> **Given passage**:
──────

[Pulp-dev] Removing MD5 and SHA-1 as default available checksums in 3.11

Brian Bouterse bmbouter at redhat.com
Thu Mar 11 03:19:44 UTC 2021

Thanks Quirin for the questions. I put my understanding and recommendations
inline. Other devs please share your perspectives and advice, especially if
they differ from what is written here. More questions and discussion are
welcome. This is complicated stuff, but we want to be here to help.

On Wed, Mar 10, 2021 at 11:40 AM Quirin Pamp <pamp at atix.de> wrote:

> The pulp_deb plugin currently makes use of md5, sha1, sha256, and sha512.
> Using ALLOWED_CONTENT_CHECKSUMS to "prohibit" one or more of these
> checksum types currently simply breaks the plugin.
> This is one (of several) reasons why the pulp_deb CI tests are currently
> broken against pulpcore master (they use the default configuration for
> pulpcore 3.11, prohibiting md5 and sha1).
Putting something back in place temporarily to get the CI working prior to
release would make sense to me. Something like what pulpcore used to have:


> I could adjust the sync and publish, to only store and retrive checksums
> I am pretty sure current APT implementations can get by with (and indeed
> prefer) sha256.

──────

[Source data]
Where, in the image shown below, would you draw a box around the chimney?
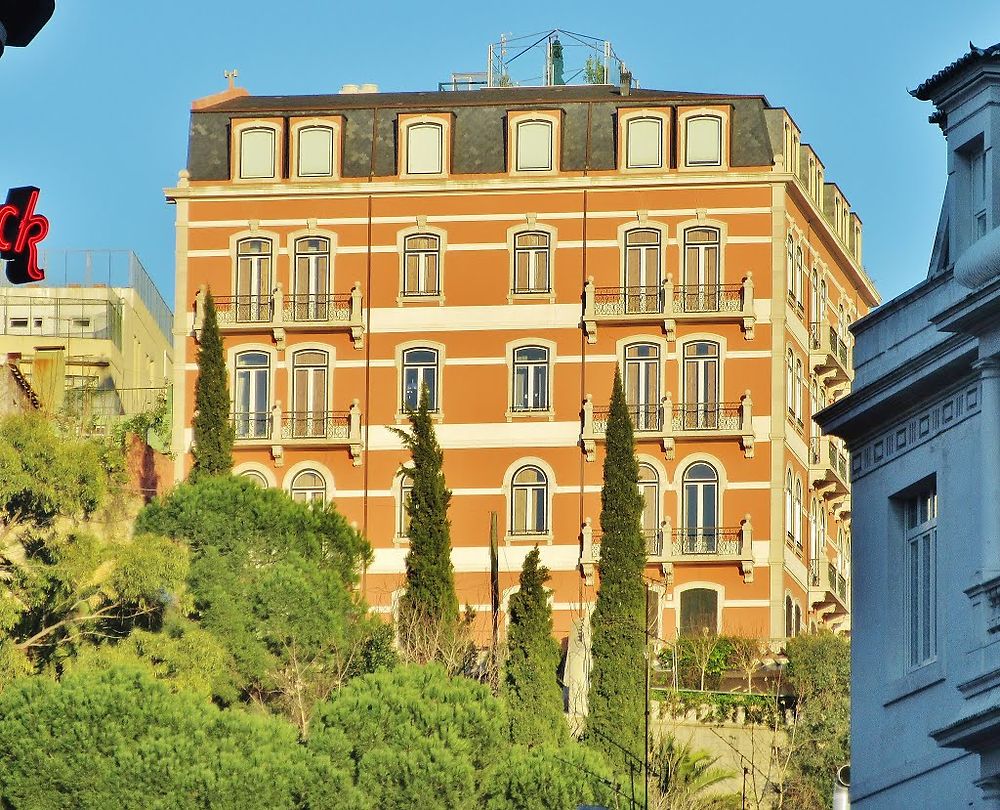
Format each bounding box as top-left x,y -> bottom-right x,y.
620,65 -> 632,96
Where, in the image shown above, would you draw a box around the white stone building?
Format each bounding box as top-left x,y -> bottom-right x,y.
817,45 -> 1000,810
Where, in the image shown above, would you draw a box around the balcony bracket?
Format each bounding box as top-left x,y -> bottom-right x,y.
271,444 -> 285,467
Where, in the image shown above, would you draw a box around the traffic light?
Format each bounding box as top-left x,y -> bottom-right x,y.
0,0 -> 56,56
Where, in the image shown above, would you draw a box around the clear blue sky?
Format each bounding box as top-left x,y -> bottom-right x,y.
0,0 -> 1000,302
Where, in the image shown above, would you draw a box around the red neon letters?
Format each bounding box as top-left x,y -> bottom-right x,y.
0,186 -> 49,284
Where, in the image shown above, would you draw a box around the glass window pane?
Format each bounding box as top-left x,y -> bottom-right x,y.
627,118 -> 663,169
240,129 -> 274,178
299,127 -> 333,177
686,116 -> 722,166
406,124 -> 443,174
517,121 -> 552,171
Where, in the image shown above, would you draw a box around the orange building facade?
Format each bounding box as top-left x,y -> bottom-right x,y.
167,86 -> 878,641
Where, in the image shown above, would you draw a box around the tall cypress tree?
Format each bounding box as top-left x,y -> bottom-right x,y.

──────

> **Set of tasks**:
(1) Sum up the pulp-dev post in two sentences.
(2) In the pulp-dev post, what checksum types does the pulp_deb plugin currently use?
(3) According to the pulp-dev post, why do the pulp_deb CI tests currently fail against pulpcore master?
The listing was taken from a separate source.

> **Outputs by task**:
(1) Quirin Pamp reports that the pulp_deb plugin uses md5, sha1, sha256, and sha512, and that prohibiting any of them through ALLOWED_CONTENT_CHECKSUMS breaks the plugin, which is one reason its CI tests fail against pulpcore master. Brian Bouterse replies that temporarily putting something back in place to get the CI working before the release would make sense to him, something like what pulpcore used to have.

(2) md5, sha1, sha256, and sha512.

(3) The tests use the default configuration for pulpcore 3.11, which prohibits md5 and sha1. Prohibiting any checksum type the plugin uses through ALLOWED_CONTENT_CHECKSUMS breaks the plugin.